▸ What you have to do
Leave every image behind and restate the data word for word.

▸ Dataset entries
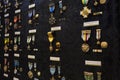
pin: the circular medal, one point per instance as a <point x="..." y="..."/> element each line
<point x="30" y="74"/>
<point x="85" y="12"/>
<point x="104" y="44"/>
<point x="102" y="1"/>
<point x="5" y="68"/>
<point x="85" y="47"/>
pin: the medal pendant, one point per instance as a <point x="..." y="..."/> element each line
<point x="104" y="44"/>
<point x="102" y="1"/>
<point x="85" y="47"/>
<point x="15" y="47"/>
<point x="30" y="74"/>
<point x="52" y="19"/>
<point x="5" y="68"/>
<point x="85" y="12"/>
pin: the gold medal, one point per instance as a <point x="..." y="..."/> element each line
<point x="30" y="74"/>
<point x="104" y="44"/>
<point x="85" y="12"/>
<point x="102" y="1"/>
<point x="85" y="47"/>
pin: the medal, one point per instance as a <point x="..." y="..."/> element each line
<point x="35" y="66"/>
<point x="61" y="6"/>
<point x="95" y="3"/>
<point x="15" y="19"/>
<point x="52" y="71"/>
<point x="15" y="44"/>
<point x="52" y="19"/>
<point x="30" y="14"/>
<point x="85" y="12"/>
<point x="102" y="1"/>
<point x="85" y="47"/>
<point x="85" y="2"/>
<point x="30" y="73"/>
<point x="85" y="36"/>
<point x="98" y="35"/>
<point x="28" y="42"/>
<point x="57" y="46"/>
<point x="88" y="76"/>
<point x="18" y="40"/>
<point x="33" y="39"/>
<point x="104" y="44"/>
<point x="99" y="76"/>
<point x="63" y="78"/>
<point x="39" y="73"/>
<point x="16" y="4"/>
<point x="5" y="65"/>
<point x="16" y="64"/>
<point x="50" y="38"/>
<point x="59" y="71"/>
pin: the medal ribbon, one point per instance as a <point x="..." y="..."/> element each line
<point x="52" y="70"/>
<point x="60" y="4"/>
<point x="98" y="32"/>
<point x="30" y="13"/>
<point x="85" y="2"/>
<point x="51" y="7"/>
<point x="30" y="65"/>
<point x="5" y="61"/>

▸ Result
pin: the circular medal, one point per instance as a <point x="..." y="..."/> element each line
<point x="30" y="74"/>
<point x="85" y="12"/>
<point x="104" y="44"/>
<point x="102" y="1"/>
<point x="5" y="68"/>
<point x="85" y="47"/>
pin: the medal pendant, one point per instance as a <point x="..." y="..."/> element each line
<point x="104" y="44"/>
<point x="102" y="1"/>
<point x="85" y="47"/>
<point x="15" y="47"/>
<point x="30" y="74"/>
<point x="52" y="19"/>
<point x="5" y="68"/>
<point x="85" y="12"/>
pin: the gold medal, one point per instance as a <point x="..." y="..."/> element each line
<point x="30" y="74"/>
<point x="104" y="44"/>
<point x="85" y="12"/>
<point x="102" y="1"/>
<point x="85" y="47"/>
pin: the medal, one point per instance as a <point x="..." y="..."/> element each line
<point x="35" y="66"/>
<point x="61" y="6"/>
<point x="95" y="3"/>
<point x="15" y="19"/>
<point x="52" y="71"/>
<point x="15" y="44"/>
<point x="52" y="19"/>
<point x="30" y="14"/>
<point x="85" y="12"/>
<point x="102" y="1"/>
<point x="85" y="47"/>
<point x="85" y="2"/>
<point x="30" y="73"/>
<point x="85" y="36"/>
<point x="98" y="35"/>
<point x="28" y="42"/>
<point x="57" y="46"/>
<point x="88" y="76"/>
<point x="18" y="40"/>
<point x="33" y="39"/>
<point x="104" y="44"/>
<point x="99" y="76"/>
<point x="63" y="78"/>
<point x="39" y="73"/>
<point x="16" y="4"/>
<point x="5" y="65"/>
<point x="16" y="64"/>
<point x="50" y="38"/>
<point x="59" y="71"/>
pin: the medal ribbon, one point per instance as a <point x="..." y="..."/> element each line
<point x="52" y="70"/>
<point x="60" y="4"/>
<point x="98" y="32"/>
<point x="30" y="13"/>
<point x="85" y="2"/>
<point x="51" y="7"/>
<point x="30" y="65"/>
<point x="5" y="61"/>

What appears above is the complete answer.